■ REQUIREMENT: Please copy out every line in full, starting at the line containing "the white vent" and ending at the last line of the entries, and add 4 to each pixel coordinate in the answers.

■ RECORDED DATA:
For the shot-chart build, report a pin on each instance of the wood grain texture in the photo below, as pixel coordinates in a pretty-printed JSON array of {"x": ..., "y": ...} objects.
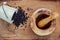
[{"x": 7, "y": 30}]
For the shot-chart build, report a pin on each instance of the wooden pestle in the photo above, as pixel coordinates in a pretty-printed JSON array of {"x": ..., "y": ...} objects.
[{"x": 43, "y": 22}]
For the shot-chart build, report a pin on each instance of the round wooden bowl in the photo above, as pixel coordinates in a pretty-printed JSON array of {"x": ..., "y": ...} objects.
[{"x": 39, "y": 31}]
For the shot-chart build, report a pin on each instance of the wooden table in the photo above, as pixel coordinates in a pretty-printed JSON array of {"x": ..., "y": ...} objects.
[{"x": 7, "y": 30}]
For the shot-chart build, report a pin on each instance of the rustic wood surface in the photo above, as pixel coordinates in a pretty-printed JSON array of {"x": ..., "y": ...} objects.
[{"x": 7, "y": 31}]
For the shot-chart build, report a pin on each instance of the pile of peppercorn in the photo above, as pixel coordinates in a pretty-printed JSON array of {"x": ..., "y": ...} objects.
[{"x": 19, "y": 17}]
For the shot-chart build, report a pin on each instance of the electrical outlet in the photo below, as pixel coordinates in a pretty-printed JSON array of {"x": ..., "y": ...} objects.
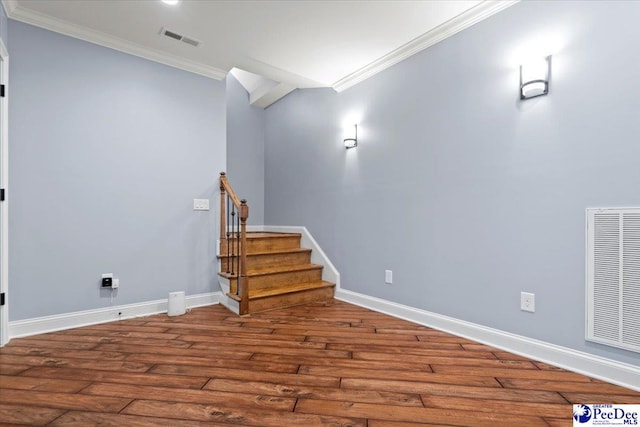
[
  {"x": 107, "y": 280},
  {"x": 200, "y": 204},
  {"x": 527, "y": 302}
]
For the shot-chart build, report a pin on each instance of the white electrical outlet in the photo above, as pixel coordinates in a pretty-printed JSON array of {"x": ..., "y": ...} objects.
[
  {"x": 388, "y": 277},
  {"x": 527, "y": 302},
  {"x": 200, "y": 204}
]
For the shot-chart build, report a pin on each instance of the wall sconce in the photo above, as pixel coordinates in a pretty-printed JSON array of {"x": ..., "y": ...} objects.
[
  {"x": 352, "y": 142},
  {"x": 534, "y": 78}
]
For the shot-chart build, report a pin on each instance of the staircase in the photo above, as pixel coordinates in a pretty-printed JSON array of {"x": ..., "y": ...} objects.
[
  {"x": 262, "y": 271},
  {"x": 279, "y": 272}
]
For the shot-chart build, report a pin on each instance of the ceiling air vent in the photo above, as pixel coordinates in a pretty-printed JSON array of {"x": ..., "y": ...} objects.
[{"x": 179, "y": 37}]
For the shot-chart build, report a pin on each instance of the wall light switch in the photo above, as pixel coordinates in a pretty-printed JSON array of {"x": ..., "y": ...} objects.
[
  {"x": 527, "y": 302},
  {"x": 200, "y": 204}
]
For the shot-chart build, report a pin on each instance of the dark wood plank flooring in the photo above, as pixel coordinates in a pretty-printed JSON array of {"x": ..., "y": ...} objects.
[{"x": 329, "y": 364}]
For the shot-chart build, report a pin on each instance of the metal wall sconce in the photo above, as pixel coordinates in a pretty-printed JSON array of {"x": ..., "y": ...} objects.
[
  {"x": 352, "y": 142},
  {"x": 534, "y": 78}
]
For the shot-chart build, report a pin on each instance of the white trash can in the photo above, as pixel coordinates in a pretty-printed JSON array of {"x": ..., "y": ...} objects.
[{"x": 177, "y": 306}]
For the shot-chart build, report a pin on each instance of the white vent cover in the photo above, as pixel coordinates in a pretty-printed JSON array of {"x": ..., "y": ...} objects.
[
  {"x": 179, "y": 37},
  {"x": 613, "y": 277}
]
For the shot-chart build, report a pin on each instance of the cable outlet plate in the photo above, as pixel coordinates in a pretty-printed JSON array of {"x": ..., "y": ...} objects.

■ COMPLETED EXERCISE:
For the shot-chart build, report a pin on each instance of the white vent cover in the photo above, as pixel coordinates in a pretty-printed JSON array of {"x": ..., "y": ...} objects.
[
  {"x": 183, "y": 41},
  {"x": 617, "y": 281}
]
For the shot-chart build, report a pin on each instance of the cable outlet plate in the photo above, as pixel coordinates in a pretty-printed JSON array of {"x": ..., "y": ...} objects.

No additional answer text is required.